_Material supplied_
------
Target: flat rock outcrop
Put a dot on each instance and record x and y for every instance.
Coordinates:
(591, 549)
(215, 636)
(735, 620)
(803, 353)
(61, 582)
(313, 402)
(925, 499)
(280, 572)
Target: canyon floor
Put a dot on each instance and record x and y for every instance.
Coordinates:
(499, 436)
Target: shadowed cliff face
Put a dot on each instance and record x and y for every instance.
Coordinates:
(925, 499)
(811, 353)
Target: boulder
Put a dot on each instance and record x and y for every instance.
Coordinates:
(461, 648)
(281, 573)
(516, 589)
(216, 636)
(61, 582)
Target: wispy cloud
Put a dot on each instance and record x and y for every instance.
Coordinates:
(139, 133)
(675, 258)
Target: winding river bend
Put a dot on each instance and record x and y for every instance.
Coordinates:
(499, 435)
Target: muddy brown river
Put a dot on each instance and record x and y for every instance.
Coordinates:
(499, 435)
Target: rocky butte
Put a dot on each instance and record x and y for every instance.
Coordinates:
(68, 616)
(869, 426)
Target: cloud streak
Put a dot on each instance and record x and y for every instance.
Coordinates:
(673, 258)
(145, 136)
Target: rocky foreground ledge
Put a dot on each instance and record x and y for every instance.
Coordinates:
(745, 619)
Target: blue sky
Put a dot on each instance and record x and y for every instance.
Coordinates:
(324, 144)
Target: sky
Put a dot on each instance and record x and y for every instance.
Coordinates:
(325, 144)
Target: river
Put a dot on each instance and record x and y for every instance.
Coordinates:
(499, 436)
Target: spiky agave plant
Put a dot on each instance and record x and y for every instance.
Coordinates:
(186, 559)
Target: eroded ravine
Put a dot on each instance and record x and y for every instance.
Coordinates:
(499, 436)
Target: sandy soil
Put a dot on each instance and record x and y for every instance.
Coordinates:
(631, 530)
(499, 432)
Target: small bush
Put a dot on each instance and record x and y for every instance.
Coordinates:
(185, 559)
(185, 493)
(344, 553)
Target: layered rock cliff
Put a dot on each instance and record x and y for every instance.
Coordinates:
------
_Work required_
Before answering, check every line of the records for the string "river", then state how many lines have it, with the number only.

_Reply_
3